* WRITTEN REQUEST 1 *
According to the genealogy post, what does Román's will instruct his niece Luisa Martínez Escalada to do?
* WRITTEN REQUEST 2 *
Extend the genealogy post past its last sentence.
--- Start SOURCE EXTRACT ---
Oh, that wonderful, childish excitement that we all get when we know we are onto something big! I mean of course that funny feeling we all know and love, when out of the blue we stumble across new pieces of evidence to add to the family tree. Seeing as the pieces match and go together in perfect harmony is a sensation probably only equal to what archaeologists feel when digging up bits of a really old Phoenician vase. But I digress…
Today, during a brief pause at work, I decided to venture into the newspaper archives of Galiciana, the self-styled “Library of Galicia”, a huge repository of old Galician newspapers, which I briefly mentioned in my last post.
While searching for some distant relative or other, I came across a name which for some reason made something click at the back of my mind. I quickly looked up the biography of my very distant great uncle (actually my 5x great-grandfather’s youngest brother), Román Martínez Montaos, which some kind soul decided to research and publish online some time ago.
The biography, which is fairly thorough (although it misses a very important fact, which I already knew about, which is that uncle Román married his own niece), includes an extract of his will, written jointly with his wife before her early death from tuberculosis. Among other relatives whom I have successfully been able to pin-point on the family tree, Román leaves some of his worldly possessions to his niece Luisa Martínez Escalada, and instructs her that she shall take care of her sister Olegaria, whom it is implied in a chronic invalid.
Now, as I don’t know how these two nieces come into my family tree, their connection has always been a mystery. There is a possibility that they were actually Roman’s wife’s nieces, but as he and his wife were closely related, I can safely assume the two heiresses are, with all certainty, my kinswomen too.
As the surname Escalada is fairly unusual in Galicia, I decide to read any mention of a “Martínez Escalada” I find, starting with the first result I cam across accidentally earlier today. This woman, Gumersinda, seems to have died in February 1903, and all details point to the fact that she was already an elderly lady by the time she passed away. So far, everything seems normal, until we check the obituary column.
--- End SOURCE EXTRACT ---
--- Start RECORDED INFORMATION ---
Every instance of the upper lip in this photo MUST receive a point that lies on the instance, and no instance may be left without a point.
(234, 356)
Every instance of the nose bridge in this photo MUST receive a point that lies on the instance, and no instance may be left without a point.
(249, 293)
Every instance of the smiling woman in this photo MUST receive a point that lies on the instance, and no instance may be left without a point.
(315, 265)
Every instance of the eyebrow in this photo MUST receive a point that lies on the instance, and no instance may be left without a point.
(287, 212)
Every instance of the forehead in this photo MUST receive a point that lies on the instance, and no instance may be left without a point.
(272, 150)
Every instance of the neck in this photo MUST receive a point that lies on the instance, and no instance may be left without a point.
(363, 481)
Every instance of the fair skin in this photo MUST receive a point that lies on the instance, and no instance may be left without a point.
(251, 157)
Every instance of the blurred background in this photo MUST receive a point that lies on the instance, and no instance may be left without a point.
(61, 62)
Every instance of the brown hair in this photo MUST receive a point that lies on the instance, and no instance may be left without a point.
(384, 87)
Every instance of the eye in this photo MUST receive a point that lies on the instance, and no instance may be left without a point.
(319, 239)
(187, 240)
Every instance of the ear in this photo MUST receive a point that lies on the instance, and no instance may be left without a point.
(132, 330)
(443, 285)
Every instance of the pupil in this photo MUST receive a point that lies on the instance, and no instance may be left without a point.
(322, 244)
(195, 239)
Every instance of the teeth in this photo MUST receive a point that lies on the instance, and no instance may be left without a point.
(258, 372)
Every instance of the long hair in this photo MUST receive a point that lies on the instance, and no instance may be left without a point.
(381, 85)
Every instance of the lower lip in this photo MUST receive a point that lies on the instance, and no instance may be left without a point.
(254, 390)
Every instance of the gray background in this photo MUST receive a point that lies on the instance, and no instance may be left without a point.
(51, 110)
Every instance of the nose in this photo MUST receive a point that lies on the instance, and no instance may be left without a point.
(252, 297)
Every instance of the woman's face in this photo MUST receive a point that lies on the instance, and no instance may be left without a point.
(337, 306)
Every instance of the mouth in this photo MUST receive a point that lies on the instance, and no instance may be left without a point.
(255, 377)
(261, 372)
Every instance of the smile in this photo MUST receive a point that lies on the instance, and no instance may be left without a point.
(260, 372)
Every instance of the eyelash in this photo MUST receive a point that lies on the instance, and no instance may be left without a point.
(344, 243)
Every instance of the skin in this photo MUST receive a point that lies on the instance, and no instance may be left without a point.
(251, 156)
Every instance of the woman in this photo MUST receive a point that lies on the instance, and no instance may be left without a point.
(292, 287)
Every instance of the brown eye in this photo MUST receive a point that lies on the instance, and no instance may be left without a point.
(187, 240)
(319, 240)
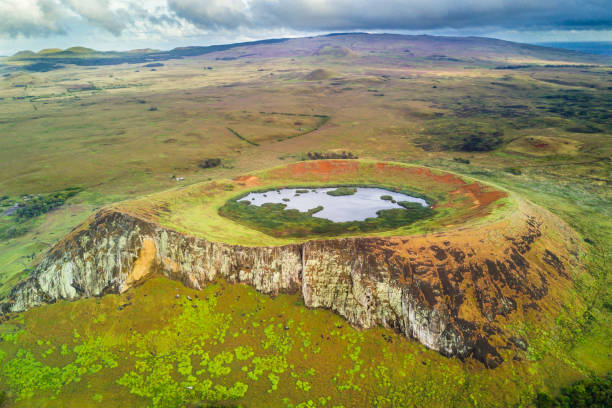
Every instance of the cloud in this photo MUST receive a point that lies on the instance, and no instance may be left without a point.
(40, 18)
(100, 14)
(31, 18)
(332, 15)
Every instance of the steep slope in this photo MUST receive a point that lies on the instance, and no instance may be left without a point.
(455, 291)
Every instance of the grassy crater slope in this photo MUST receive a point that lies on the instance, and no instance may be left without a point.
(195, 210)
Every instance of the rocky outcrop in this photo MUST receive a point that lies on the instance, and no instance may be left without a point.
(445, 292)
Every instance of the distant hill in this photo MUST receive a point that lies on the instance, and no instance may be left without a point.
(419, 48)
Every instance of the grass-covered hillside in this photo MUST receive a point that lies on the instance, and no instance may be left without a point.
(531, 121)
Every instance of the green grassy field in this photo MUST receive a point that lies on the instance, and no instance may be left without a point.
(95, 128)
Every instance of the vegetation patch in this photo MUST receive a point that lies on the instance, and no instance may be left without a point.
(209, 163)
(329, 155)
(341, 191)
(595, 392)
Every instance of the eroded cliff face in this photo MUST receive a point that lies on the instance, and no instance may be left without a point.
(450, 293)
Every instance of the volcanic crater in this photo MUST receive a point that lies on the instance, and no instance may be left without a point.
(455, 281)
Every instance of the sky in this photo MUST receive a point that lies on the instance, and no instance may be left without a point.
(166, 24)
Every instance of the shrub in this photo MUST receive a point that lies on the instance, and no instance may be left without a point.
(481, 142)
(42, 204)
(594, 392)
(513, 170)
(331, 155)
(209, 163)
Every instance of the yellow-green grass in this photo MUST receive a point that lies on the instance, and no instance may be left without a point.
(195, 210)
(76, 353)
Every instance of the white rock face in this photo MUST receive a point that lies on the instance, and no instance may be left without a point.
(369, 281)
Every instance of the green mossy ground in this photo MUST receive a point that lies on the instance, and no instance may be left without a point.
(163, 345)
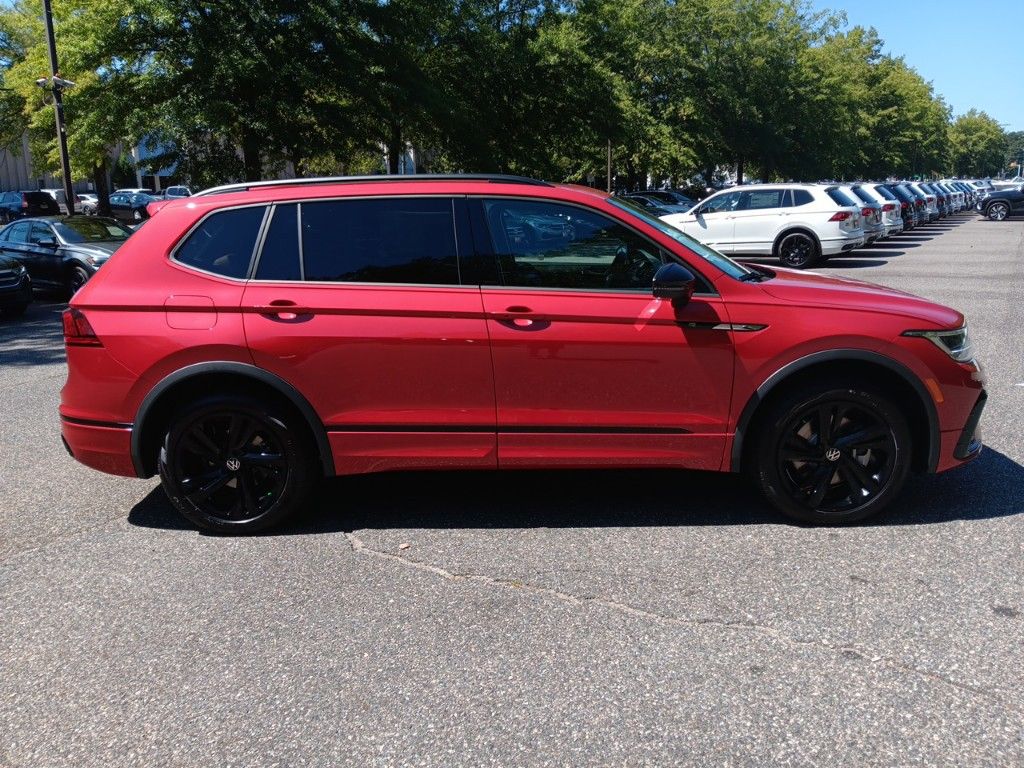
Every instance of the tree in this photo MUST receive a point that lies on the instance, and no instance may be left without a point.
(977, 144)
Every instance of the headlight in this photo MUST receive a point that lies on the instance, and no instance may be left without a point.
(955, 343)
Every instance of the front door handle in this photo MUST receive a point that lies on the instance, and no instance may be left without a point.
(519, 316)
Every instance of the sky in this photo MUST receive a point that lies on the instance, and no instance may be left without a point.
(971, 50)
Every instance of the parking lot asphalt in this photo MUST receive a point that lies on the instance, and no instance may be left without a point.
(524, 619)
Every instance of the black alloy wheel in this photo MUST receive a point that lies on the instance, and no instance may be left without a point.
(236, 465)
(77, 278)
(797, 250)
(835, 457)
(997, 211)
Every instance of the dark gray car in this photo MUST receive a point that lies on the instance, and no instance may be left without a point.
(62, 253)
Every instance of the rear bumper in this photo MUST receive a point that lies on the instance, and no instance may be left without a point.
(843, 244)
(99, 444)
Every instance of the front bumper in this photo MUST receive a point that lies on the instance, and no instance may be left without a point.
(16, 294)
(969, 444)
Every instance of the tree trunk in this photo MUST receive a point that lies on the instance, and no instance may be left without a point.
(251, 157)
(102, 188)
(393, 146)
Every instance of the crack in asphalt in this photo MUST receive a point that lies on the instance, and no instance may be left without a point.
(849, 650)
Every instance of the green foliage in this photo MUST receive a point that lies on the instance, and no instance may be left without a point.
(240, 88)
(978, 144)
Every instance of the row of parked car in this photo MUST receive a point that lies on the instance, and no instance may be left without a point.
(129, 205)
(802, 224)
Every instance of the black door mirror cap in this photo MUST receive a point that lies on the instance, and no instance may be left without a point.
(674, 282)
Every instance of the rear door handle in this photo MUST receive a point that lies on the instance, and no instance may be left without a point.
(283, 309)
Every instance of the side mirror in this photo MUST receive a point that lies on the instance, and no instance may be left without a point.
(674, 282)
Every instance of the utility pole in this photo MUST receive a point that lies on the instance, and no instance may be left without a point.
(609, 163)
(56, 86)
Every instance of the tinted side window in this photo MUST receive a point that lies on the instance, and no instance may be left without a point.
(19, 232)
(40, 231)
(223, 243)
(761, 199)
(840, 198)
(387, 240)
(280, 257)
(547, 245)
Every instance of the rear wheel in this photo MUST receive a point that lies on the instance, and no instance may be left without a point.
(797, 250)
(833, 454)
(997, 211)
(77, 278)
(14, 310)
(236, 465)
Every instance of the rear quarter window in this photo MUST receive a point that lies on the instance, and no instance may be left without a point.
(223, 242)
(841, 198)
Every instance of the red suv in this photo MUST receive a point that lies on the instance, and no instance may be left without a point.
(254, 338)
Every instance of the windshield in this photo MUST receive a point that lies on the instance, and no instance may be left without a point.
(724, 263)
(82, 229)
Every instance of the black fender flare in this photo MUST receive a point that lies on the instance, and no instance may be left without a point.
(834, 355)
(238, 369)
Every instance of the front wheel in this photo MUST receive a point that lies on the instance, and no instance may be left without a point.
(997, 211)
(833, 454)
(236, 465)
(797, 250)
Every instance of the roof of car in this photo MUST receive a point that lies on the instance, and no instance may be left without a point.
(297, 189)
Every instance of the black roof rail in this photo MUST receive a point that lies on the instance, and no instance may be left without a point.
(491, 177)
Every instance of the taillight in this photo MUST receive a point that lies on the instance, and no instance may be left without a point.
(78, 332)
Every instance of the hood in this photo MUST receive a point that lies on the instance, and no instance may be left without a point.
(100, 249)
(810, 289)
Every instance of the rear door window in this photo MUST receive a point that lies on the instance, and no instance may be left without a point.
(757, 200)
(223, 242)
(385, 240)
(549, 245)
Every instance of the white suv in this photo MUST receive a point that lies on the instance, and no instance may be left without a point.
(797, 223)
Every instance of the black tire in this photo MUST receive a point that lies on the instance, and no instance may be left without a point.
(236, 464)
(997, 211)
(14, 310)
(797, 250)
(77, 276)
(854, 472)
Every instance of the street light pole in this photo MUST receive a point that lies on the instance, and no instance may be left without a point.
(57, 89)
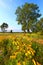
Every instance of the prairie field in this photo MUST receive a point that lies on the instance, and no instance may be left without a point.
(21, 49)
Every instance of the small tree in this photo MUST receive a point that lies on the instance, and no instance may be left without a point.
(4, 26)
(27, 15)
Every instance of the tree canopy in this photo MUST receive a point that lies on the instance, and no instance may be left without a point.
(27, 15)
(4, 26)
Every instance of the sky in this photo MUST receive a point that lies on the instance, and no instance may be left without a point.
(8, 9)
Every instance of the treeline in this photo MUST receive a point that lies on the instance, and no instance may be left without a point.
(28, 16)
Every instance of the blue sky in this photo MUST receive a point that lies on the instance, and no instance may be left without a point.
(8, 8)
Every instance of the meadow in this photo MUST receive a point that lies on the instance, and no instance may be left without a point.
(21, 49)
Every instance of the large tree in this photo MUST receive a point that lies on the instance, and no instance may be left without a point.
(4, 26)
(27, 15)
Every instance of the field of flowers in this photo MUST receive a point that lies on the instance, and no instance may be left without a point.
(20, 49)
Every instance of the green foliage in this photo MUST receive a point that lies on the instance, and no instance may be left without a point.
(39, 52)
(27, 15)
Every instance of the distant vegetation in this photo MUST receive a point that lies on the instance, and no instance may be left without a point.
(28, 16)
(20, 49)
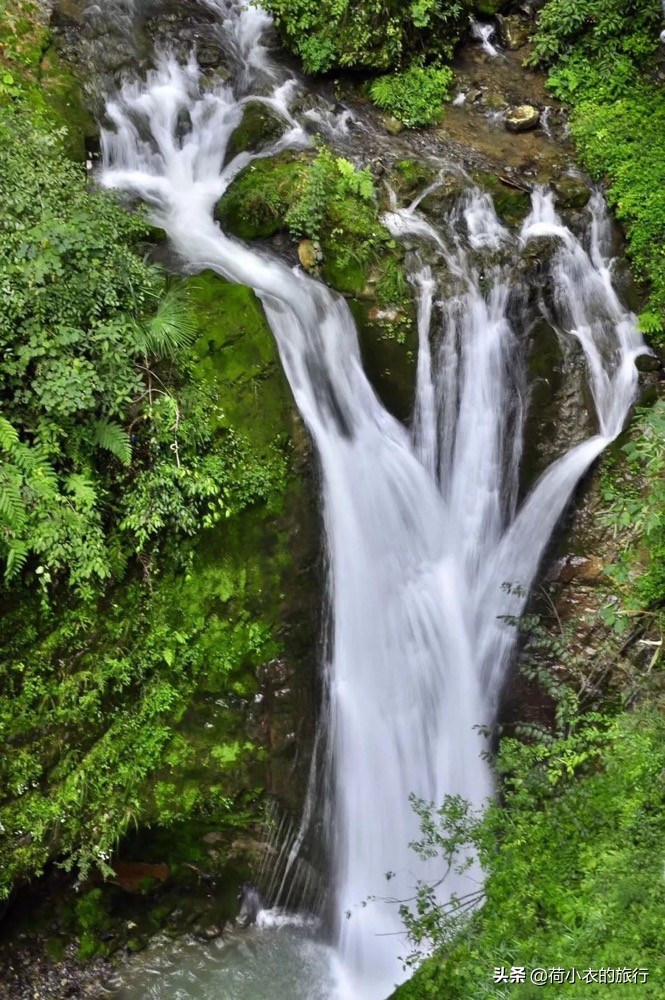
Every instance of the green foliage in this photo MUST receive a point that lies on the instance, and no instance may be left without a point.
(375, 34)
(106, 445)
(601, 54)
(415, 95)
(328, 182)
(326, 199)
(573, 863)
(624, 141)
(614, 36)
(636, 512)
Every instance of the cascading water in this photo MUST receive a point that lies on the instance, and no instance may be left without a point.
(422, 525)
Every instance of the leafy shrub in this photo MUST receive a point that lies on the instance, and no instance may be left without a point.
(104, 439)
(636, 510)
(572, 861)
(326, 184)
(375, 34)
(601, 53)
(610, 32)
(415, 96)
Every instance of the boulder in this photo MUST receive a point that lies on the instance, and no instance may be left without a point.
(260, 125)
(522, 118)
(580, 569)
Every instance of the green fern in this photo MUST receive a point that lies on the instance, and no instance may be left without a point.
(82, 490)
(171, 329)
(112, 437)
(8, 435)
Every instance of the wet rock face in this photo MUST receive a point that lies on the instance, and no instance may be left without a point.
(514, 31)
(571, 192)
(523, 118)
(579, 569)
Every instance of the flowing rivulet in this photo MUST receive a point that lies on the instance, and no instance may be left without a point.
(423, 525)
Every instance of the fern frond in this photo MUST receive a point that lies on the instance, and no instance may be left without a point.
(82, 490)
(112, 437)
(171, 329)
(17, 555)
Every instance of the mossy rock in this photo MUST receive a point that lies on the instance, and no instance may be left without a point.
(571, 192)
(64, 99)
(442, 198)
(512, 204)
(260, 125)
(256, 203)
(389, 358)
(237, 353)
(408, 178)
(489, 7)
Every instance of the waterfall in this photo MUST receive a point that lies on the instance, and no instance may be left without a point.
(422, 523)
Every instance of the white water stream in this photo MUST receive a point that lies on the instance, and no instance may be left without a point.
(422, 524)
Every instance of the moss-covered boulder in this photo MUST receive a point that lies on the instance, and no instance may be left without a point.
(257, 202)
(260, 125)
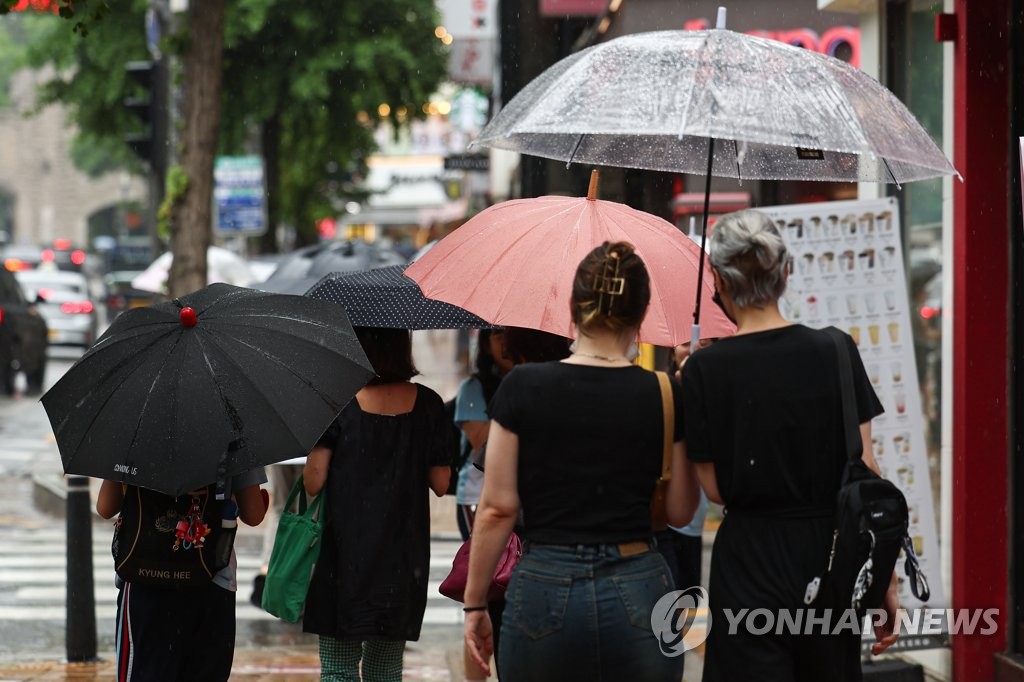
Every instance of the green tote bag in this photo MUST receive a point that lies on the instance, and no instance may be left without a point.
(296, 548)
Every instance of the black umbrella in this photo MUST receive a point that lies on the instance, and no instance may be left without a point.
(385, 297)
(223, 380)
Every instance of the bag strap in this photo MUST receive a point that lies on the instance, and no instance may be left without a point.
(668, 420)
(299, 491)
(854, 444)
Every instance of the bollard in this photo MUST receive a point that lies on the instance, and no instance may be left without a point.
(80, 636)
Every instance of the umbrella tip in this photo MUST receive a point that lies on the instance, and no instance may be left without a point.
(188, 317)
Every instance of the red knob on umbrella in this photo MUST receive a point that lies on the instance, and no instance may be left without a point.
(188, 317)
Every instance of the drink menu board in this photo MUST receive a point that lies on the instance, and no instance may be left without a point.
(847, 271)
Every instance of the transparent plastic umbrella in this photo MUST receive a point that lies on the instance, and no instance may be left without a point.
(654, 100)
(717, 102)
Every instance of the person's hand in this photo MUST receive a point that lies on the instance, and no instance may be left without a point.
(885, 634)
(479, 638)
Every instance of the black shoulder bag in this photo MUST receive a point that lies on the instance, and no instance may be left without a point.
(871, 521)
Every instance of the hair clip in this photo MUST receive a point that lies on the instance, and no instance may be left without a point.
(612, 286)
(609, 286)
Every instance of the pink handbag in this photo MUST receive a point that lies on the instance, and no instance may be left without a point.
(454, 586)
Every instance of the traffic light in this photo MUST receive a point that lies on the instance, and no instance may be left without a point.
(145, 104)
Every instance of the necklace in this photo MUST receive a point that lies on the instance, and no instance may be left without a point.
(606, 358)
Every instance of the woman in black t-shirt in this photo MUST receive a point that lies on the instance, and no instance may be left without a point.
(764, 427)
(577, 444)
--- End RECORDED INFORMATION ---
* FINAL ANSWER 1 *
To take care of her sister Olegaria.

* FINAL ANSWER 2 *
The newspaper “Gaceta de Galicia”, which I assume has long since ceased to exist, reports that the editor had withheld the information of the lady’s unusual death. On 13 February Gumersinda died of bronchitis, and her motionless body was taken to the city of Pontevedra’s local cemetery. However, despite the obvious fact that Gumersinda was dead, a fact which had been certified by several doctors, her face had somehow kept its “good colour” and there was no indication that the corpse had started to decompose, a fact which led many of her relatives to believe she could well still be alive, and suffering from an attack of catalepsy. For days Gumersinda’s optimistic relatives kept guard over her lifeless body in the chapel of Saint Mauro, while onlookers and friends prayer for her soul. Five days later, her family relented, and Gumersinda’s body was finally buried.
A further search on Galiciana enabled me to further learn more about Gumersinda’s relatives. She was, indeed, the sister of Luisa Martínez Escalada, mentioned in Román’s last will and testament. Sadly, no newspaper record of the other sister, the incapacitated Olegaria, remains, a fact which leads me to believe that she probably died young. However, I was in for a bonus when I found that there were other sisters of whom I had no previous knowledge. In all, there were six sisters. Olegaria probably died first, as she is not mentioned in any of her sister’s obituaries; then there was Juliana, who died a spinster in the Galician capital, Santiago, where I think the sisters came from. After her our main character, Gumersinda, passed away, followed in 1910 by Carlota. Three years elapsed before Luisa, the one I already knew of, died (she was a widow and, as far as I can make out, she had three children – more to add to the family tree!). By 1918 there was just one sister left, Cecilia, who remained unmarried until she died.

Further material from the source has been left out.